------ Tekstfragment

4.1 Bestemmingsomschrijving

De op de verbeelding voor 'Wonen' aangewezen gronden zijn bestemd voor:

  • a. wonen in de vorm van woningen, niet zijnde woonwagens, al dan niet in combinatie met een bedrijf of beroep aan huis, met dien verstande dat ter plaatse van de aanduiding 'specifieke vorm van wonen - geclusterd wonen' uitsluitend appartementen in de vorm van een geclusterde woonvorm is toegestaan;
  • b. bed & breakfast als nevenactiviteit met maximaal 5 kamers binnen de bestaande bebouwing;

met ondergeschikt:

  • c. een theetuin, al dan niet overkapt, als nevenactiviteit tot maximaal 100 m² vloeroppervlakte, met dien verstande dat een theetuin uitsluitend is toegestaan in de vorm van een gemeenschappelijke voorziening bij de geclusterde woonvorm;

met de daarbijbehorende voorzieningen:

  • d. tuinen, erven en terreinen;
  • e. parkeervoorzieningen;
  • f. nutsvoorzieningen;
  • g. water en waterhuishoudkundige voorzieningen;
  • h. groenvoorzieningen.
4.2 Bouwregels
4.2.1 Voorwaardelijke verplichting archeologisch onderzoek

Op de in artikel 4.1 bedoelde gronden mag niet worden gebouwd, behoudens wanneer voorafgaand aan de bouw in voldoende mate is zekergesteld dat geen archeologische waarden en/of resten worden geschaad. De aanvrager dient hiervoor voorafgaand aan de werkzaamheden een rapport te overleggen, waarin de archeologische waarde van de gronden waarop de aanvraag betrekking heeft, in voldoende mate is vastgesteld.

4.2.2 Woning

Voor het bouwen van woningen gelden de volgende regels:

  • a. woningen mogen uitsluitend binnen het bouwvlak worden gebouwd;
  • b. per bouwvlak is één woning toegestaan, met dien verstande dat ter plaatse van de aanduiding 'maximum aantal wooneenheden' het maximum aantal woningen geldt zoals aangegeven op de verbeelding;
  • c. binnen het bestemmingsvlak zijn vrijstaande woningen toegestaan, met dien verstande dat ter plaatse van de aanduiding 'specifieke vorm van wonen - geclusterd wonen' een woongebouw met appartementen in een geclusterde woonvorm zijn toegestaan;
  • d. de inhoud van de woning bedraagt niet meer dan aanwezig is op het tijdstip van de terinzagelegging van het ontwerp van het plan;
  • e. in afwijking van het bepaalde onder d bedraagt de inhoud van de woning indien op het tijdstip van de terinzagelegging van het ontwerp van het plan nog geen woning aanwezig is ter plaatse van de aanduiding 'specifieke vorm van wonen - compensatiewoning', maximaal 750 m³ exclusief onderkeldering;
  • f. in afwijking van het bepaalde onder d bedraagt dat gezamenlijke inhoud van de wooneenheden ter plaatse van de aanduiding 'specifieke vorm van wonen - geclusterd wonen', maximaal 3.250 m³ exclusief onderkeldering.

------------
------ Gegeven materiaal

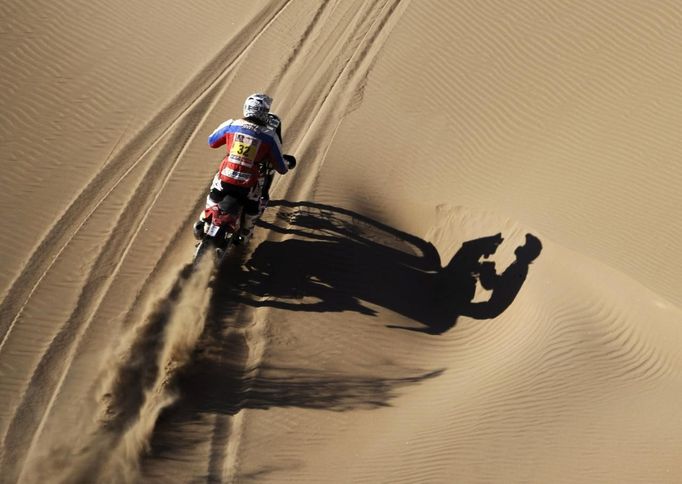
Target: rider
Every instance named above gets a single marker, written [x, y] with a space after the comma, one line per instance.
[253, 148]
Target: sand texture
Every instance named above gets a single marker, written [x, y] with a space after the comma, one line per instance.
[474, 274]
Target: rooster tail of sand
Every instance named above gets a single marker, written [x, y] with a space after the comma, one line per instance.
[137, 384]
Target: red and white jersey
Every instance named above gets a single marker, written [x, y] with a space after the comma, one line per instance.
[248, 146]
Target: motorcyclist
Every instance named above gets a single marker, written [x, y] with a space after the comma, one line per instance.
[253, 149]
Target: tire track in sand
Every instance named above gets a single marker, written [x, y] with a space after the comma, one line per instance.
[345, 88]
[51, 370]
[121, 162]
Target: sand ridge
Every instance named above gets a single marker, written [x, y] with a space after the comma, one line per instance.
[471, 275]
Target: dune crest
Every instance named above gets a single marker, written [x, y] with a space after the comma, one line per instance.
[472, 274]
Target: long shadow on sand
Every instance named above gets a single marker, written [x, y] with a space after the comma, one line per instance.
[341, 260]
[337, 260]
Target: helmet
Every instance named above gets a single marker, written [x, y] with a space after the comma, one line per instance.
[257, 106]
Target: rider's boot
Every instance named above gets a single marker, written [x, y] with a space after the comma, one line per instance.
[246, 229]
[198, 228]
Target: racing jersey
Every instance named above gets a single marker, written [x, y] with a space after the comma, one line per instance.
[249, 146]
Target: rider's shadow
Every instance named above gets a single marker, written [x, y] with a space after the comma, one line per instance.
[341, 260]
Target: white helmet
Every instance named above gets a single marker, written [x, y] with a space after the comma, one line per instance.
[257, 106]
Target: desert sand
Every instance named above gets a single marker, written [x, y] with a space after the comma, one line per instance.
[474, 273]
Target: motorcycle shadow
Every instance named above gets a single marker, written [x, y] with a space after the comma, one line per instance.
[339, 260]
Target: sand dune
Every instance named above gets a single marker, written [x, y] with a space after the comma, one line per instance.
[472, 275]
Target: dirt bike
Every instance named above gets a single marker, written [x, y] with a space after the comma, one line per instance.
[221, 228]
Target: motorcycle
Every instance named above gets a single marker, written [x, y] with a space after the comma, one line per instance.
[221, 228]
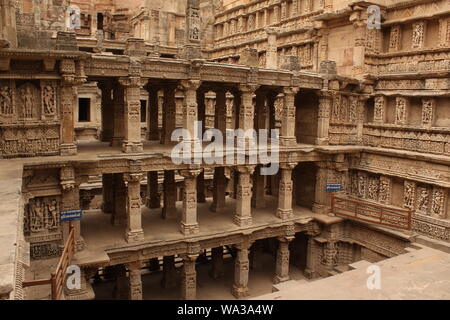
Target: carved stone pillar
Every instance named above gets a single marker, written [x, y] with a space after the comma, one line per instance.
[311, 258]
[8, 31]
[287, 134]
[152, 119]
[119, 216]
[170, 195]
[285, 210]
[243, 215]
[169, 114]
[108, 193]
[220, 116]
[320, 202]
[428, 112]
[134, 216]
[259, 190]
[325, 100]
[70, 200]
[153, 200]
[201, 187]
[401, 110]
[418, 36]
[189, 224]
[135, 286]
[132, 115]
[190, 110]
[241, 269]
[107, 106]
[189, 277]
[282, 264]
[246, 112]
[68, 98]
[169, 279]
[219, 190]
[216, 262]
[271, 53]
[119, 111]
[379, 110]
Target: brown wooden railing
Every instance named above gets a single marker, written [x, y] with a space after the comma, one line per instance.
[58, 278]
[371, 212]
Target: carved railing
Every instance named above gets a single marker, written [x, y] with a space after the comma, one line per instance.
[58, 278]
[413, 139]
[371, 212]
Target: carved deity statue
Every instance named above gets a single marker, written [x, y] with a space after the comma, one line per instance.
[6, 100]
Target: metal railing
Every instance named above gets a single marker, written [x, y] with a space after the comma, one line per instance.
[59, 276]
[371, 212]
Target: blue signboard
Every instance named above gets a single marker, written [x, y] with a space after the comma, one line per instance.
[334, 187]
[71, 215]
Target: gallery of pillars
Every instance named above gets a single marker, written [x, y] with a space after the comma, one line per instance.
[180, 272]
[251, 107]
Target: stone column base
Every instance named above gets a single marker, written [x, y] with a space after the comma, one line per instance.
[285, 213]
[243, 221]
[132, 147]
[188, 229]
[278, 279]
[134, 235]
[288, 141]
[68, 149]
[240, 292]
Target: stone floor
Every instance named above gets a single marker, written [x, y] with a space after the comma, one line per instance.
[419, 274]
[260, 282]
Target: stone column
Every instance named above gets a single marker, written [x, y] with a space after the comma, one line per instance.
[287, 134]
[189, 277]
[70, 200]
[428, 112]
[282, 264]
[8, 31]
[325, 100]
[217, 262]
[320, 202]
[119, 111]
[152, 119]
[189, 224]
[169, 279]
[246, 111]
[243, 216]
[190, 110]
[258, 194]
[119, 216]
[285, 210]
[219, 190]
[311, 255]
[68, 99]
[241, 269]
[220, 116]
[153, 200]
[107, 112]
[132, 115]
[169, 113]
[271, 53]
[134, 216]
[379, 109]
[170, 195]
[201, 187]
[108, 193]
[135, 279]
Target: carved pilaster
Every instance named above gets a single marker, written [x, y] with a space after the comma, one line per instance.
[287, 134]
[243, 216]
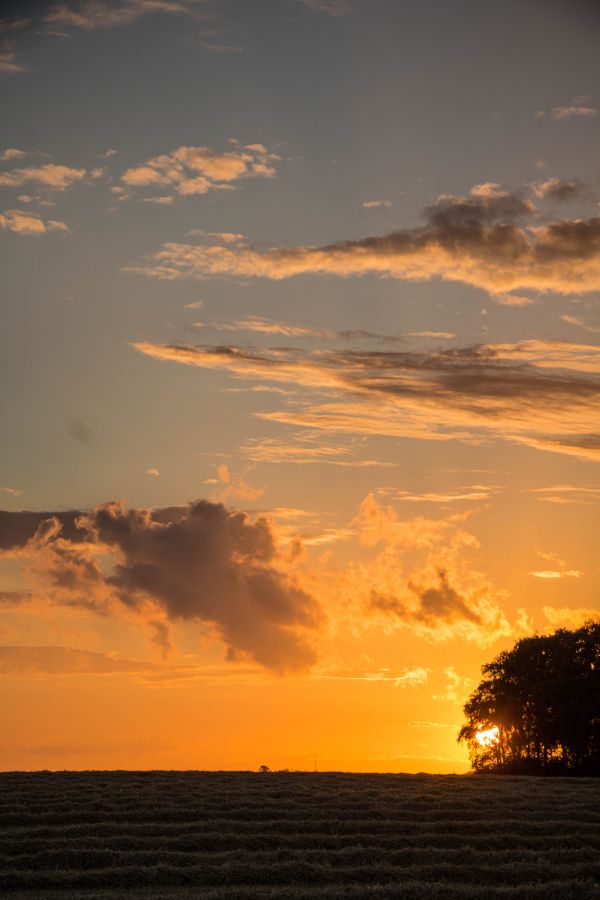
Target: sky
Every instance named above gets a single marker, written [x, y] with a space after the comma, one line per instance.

------------

- [Wat wordt gevraagd]
1) Beantwoord de volgende vragen met behulp van het tekstfragment.
(a) Hoeveel kamers mag een bed & breakfast als nevenactiviteit maximaal hebben?
(b) Tot welke vloeroppervlakte is een theetuin maximaal toegestaan?
(c) Wat is de maximale gezamenlijke inhoud van de wooneenheden ter plaatse van de aanduiding 'specifieke vorm van wonen - geclusterd wonen'?
2) Leg met behulp van het tekstfragment uit waarom de aanvrager vóór de werkzaamheden een rapport moet overleggen.
3) Neem uit het tekstfragment letterlijk het deel over dat begint bij de woorden "Op de in artikel" en stop na "mate is vastgesteld.".

- [Volledige antwoorden]
1)
(a) Maximaal 5 kamers, binnen de bestaande bebouwing.
(b) Tot maximaal 100 m² vloeroppervlakte.
(c) Maximaal 3.250 m³, exclusief onderkeldering.

2) Op de gronden mag alleen worden gebouwd als vooraf in voldoende mate is zekergesteld dat er geen archeologische waarden en/of resten worden geschaad. Het rapport moet daarvoor de archeologische waarde van de gronden waarop de aanvraag betrekking heeft, in voldoende mate vaststellen.

3)
Op de in artikel 4.1 bedoelde gronden mag niet worden gebouwd, behoudens wanneer voorafgaand aan de bouw in voldoende mate is zekergesteld dat geen archeologische waarden en/of resten worden geschaad. De aanvrager dient hiervoor voorafgaand aan de werkzaamheden een rapport te overleggen, waarin de archeologische waarde van de gronden waarop de aanvraag betrekking heeft, in voldoende mate is vastgesteld.